• **Source passage**:
..........
DNAinfo Reporter/Producer

UPPER WEST SIDE — The hecklers are outnumbered. A survey of Columbia University students released Thursday revealed that 60 percent want the Reserve Officers Training Corps — ROTC — to come back to campus after a 42-year absence from the Ivy League school.

The pro-ROTC stance flies in the face of the anti-military reputation the university was painted with following a public forum where students heckled an injured Iraq war vet who spoke in favor of ROTC.

Pundits and online commenters unleashed a firestorm of criticism against the elite institution, complaining that it's out of touch with mainstream America.

But in an online poll of students [PDF], 60 percent said they approved of allowing ROTC to return to campus, while 33 percent of students said they didn't approve, and 7 percent said they didn't know or didn't have an opinion.

As to the question of whether students should be allowed to participate in ROTC on or off campus, 79 percent said they approved, 13 percent didn't approve and 8 percent said they didn't know or didn't have an opinion.

Right now Columbia students can participate in ROTC, but they have to commute to Fordham University to do it.
..........
• **Stored rows**:
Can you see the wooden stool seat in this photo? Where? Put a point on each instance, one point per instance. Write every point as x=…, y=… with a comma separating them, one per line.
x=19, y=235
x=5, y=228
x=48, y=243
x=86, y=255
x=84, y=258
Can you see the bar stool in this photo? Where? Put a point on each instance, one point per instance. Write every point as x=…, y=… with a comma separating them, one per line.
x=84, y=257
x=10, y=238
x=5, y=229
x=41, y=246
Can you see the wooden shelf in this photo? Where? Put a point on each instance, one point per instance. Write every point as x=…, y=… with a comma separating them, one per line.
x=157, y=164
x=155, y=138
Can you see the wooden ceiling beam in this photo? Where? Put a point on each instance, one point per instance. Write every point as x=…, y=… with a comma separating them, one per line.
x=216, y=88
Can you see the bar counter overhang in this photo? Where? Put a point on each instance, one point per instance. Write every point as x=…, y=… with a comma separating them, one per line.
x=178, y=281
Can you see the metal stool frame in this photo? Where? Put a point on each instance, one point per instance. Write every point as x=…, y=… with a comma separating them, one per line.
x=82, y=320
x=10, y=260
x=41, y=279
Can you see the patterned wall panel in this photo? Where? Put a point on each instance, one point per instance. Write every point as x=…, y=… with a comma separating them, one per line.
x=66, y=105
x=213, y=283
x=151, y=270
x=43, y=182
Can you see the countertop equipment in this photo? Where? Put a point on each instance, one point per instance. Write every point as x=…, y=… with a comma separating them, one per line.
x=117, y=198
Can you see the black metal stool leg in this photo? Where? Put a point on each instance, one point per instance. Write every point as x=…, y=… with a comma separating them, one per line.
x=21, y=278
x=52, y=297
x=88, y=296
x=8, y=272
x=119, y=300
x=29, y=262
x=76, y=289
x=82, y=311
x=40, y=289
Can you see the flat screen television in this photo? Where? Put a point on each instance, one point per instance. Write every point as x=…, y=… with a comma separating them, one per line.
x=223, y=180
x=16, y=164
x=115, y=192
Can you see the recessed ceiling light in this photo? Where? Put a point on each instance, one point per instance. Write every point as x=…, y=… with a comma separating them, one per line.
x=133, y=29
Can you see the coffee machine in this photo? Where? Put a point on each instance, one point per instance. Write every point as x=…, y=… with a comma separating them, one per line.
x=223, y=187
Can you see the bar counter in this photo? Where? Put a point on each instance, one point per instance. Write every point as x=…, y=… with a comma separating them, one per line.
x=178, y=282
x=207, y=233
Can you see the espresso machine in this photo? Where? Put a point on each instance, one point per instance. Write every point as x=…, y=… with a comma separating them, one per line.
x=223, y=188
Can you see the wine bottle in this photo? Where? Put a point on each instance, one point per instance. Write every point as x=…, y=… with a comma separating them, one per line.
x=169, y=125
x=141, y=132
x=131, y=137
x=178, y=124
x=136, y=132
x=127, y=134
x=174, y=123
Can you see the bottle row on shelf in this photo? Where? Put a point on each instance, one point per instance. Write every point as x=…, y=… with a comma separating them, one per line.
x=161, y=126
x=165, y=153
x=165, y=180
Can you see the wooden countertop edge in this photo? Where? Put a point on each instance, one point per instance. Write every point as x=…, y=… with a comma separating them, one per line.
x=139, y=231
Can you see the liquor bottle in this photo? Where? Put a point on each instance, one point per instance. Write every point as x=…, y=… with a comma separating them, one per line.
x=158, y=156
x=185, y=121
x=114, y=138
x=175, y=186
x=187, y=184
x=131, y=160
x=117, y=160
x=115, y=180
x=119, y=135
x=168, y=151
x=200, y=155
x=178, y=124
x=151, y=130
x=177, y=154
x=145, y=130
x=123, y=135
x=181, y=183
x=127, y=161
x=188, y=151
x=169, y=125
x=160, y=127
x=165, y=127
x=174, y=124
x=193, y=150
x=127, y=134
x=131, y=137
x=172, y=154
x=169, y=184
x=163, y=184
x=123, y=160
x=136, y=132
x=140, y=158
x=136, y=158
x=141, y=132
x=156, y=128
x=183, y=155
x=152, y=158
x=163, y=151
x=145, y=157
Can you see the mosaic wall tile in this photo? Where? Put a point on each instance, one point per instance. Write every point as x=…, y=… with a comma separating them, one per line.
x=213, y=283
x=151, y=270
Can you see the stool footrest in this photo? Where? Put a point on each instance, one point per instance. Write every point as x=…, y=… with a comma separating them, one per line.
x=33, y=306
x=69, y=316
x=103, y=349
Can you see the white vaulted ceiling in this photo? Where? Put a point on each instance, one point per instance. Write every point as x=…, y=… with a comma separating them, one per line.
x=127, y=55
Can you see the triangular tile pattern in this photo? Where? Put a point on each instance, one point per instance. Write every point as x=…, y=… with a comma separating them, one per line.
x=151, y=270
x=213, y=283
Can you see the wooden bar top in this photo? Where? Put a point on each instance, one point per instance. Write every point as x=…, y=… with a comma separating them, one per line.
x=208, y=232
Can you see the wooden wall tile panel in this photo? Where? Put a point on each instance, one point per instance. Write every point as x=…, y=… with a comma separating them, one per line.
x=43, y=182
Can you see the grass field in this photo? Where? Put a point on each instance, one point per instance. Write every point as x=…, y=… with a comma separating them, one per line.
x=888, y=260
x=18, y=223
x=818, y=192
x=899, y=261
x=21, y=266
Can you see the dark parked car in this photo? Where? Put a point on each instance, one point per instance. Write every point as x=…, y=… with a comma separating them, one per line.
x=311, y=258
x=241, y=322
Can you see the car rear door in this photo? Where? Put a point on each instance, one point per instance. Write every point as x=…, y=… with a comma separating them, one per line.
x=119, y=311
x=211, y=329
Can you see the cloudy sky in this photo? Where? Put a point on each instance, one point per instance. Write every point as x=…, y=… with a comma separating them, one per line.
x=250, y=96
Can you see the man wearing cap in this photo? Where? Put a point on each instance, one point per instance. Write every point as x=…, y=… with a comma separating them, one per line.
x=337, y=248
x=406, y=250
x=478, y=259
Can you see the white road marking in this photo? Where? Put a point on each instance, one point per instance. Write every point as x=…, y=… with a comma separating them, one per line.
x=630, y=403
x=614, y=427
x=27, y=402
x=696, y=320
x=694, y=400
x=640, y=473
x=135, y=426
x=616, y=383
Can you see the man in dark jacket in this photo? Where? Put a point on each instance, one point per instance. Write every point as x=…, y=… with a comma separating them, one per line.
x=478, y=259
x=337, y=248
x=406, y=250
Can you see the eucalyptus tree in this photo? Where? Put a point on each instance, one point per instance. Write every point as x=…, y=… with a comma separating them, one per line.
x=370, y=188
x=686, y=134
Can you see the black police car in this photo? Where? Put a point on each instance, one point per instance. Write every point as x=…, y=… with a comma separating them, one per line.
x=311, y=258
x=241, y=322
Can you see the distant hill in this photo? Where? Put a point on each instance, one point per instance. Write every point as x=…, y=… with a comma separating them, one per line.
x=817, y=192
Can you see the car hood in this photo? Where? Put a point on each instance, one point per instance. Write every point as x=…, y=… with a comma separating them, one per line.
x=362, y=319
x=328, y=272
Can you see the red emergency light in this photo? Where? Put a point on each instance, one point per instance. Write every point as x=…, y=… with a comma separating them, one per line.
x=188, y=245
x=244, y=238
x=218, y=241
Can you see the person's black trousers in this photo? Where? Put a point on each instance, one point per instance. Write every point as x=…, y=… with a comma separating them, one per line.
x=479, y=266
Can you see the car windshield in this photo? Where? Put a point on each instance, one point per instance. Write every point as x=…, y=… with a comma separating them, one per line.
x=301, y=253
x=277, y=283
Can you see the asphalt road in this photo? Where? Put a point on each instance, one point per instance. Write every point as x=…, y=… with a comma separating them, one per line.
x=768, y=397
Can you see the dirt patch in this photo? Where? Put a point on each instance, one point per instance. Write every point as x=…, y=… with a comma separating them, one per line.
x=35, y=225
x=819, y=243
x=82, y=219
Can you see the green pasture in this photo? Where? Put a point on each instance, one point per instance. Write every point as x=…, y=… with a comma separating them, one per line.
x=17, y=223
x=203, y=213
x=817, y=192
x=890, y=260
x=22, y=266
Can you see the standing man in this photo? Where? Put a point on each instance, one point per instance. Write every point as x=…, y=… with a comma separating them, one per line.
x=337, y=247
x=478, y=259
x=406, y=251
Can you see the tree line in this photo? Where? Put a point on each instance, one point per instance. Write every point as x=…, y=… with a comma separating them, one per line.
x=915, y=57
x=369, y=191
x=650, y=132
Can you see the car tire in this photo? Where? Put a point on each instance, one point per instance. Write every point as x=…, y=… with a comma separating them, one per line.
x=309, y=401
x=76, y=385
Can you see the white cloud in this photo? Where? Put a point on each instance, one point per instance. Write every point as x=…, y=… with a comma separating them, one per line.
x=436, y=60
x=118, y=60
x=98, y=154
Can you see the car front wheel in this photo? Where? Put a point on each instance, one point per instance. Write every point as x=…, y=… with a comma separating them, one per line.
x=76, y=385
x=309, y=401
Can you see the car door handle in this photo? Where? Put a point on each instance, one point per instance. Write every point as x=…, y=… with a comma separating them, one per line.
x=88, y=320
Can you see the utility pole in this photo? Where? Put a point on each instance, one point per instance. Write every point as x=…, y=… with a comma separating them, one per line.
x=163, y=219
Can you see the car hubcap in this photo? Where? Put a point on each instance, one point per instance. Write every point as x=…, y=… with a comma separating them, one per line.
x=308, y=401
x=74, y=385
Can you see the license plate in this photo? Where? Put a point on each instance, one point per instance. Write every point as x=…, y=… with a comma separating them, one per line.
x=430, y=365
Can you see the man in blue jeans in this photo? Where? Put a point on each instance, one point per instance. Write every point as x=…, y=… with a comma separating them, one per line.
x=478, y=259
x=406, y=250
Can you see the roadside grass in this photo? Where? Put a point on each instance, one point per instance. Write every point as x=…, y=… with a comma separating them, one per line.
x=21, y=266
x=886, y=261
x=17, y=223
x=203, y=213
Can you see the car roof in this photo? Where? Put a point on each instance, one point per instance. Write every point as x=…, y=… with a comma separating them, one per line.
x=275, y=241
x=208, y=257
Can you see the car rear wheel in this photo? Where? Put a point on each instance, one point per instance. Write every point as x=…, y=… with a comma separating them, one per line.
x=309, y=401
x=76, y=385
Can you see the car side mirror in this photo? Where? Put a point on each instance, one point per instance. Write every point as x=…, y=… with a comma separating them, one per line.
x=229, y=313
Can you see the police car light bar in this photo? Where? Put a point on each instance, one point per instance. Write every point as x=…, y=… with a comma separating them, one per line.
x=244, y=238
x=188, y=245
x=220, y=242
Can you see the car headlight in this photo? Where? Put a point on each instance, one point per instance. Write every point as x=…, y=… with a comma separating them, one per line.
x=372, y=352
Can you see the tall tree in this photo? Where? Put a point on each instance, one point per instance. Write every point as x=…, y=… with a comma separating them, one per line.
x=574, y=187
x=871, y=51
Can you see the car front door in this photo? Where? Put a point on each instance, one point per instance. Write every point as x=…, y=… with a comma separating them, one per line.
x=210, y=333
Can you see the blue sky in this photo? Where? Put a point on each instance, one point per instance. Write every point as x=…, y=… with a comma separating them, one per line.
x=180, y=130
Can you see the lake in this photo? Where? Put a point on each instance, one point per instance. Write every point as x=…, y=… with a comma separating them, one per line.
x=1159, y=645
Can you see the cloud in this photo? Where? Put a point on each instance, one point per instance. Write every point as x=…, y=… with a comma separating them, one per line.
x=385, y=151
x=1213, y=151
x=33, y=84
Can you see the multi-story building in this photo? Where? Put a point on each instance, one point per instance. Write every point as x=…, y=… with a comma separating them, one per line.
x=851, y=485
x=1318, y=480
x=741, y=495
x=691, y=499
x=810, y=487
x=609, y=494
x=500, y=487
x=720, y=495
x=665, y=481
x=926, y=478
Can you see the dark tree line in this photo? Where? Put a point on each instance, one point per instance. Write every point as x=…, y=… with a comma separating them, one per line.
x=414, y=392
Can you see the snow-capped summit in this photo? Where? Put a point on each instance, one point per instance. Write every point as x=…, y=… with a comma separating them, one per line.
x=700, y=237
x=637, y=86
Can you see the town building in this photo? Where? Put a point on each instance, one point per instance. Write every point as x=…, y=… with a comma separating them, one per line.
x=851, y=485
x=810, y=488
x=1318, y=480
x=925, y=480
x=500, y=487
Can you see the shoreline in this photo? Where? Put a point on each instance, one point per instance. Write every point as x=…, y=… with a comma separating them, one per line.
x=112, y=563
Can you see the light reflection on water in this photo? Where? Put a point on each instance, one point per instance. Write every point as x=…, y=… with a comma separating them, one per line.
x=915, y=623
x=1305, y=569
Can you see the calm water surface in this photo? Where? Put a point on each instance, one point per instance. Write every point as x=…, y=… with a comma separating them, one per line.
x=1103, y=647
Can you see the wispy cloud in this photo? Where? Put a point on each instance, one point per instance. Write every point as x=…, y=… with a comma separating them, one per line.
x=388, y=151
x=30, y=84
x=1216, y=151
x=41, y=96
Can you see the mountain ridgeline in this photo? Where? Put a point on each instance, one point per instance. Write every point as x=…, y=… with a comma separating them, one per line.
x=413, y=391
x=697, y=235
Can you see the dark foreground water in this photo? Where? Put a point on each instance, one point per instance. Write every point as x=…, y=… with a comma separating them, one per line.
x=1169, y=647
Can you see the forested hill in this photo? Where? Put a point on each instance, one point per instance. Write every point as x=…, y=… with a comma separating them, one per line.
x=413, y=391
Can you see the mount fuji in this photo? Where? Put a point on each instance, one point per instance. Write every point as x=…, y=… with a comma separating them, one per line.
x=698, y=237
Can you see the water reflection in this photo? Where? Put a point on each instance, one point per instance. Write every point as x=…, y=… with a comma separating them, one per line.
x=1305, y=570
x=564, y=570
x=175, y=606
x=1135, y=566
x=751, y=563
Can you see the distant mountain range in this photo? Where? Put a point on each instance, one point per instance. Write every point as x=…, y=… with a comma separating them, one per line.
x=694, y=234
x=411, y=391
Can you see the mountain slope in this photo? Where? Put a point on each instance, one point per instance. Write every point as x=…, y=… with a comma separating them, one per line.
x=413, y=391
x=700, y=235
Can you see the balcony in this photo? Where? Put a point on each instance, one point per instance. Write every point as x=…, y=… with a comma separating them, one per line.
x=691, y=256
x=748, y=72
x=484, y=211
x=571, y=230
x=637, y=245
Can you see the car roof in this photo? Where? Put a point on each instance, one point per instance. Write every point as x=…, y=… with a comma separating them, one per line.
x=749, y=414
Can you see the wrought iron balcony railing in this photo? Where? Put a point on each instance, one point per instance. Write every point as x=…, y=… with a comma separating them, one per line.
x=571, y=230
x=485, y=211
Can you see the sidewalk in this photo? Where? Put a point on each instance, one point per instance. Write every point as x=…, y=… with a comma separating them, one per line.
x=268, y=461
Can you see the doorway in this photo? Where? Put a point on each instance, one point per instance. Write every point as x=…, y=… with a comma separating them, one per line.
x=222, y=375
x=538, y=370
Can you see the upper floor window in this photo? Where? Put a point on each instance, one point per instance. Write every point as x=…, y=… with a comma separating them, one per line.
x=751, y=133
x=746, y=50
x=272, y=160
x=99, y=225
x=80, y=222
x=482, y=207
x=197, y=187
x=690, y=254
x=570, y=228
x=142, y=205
..........
• **Prompt**: Reproduce the stretch of the Columbia ROTC article from "DNAinfo Reporter/Producer" through "7 percent said they didn't know or didn't have an opinion.".

• **Output for this exercise**:
DNAinfo Reporter/Producer

UPPER WEST SIDE — The hecklers are outnumbered. A survey of Columbia University students released Thursday revealed that 60 percent want the Reserve Officers Training Corps — ROTC — to come back to campus after a 42-year absence from the Ivy League school.

The pro-ROTC stance flies in the face of the anti-military reputation the university was painted with following a public forum where students heckled an injured Iraq war vet who spoke in favor of ROTC.

Pundits and online commenters unleashed a firestorm of criticism against the elite institution, complaining that it's out of touch with mainstream America.

But in an online poll of students [PDF], 60 percent said they approved of allowing ROTC to return to campus, while 33 percent of students said they didn't approve, and 7 percent said they didn't know or didn't have an opinion.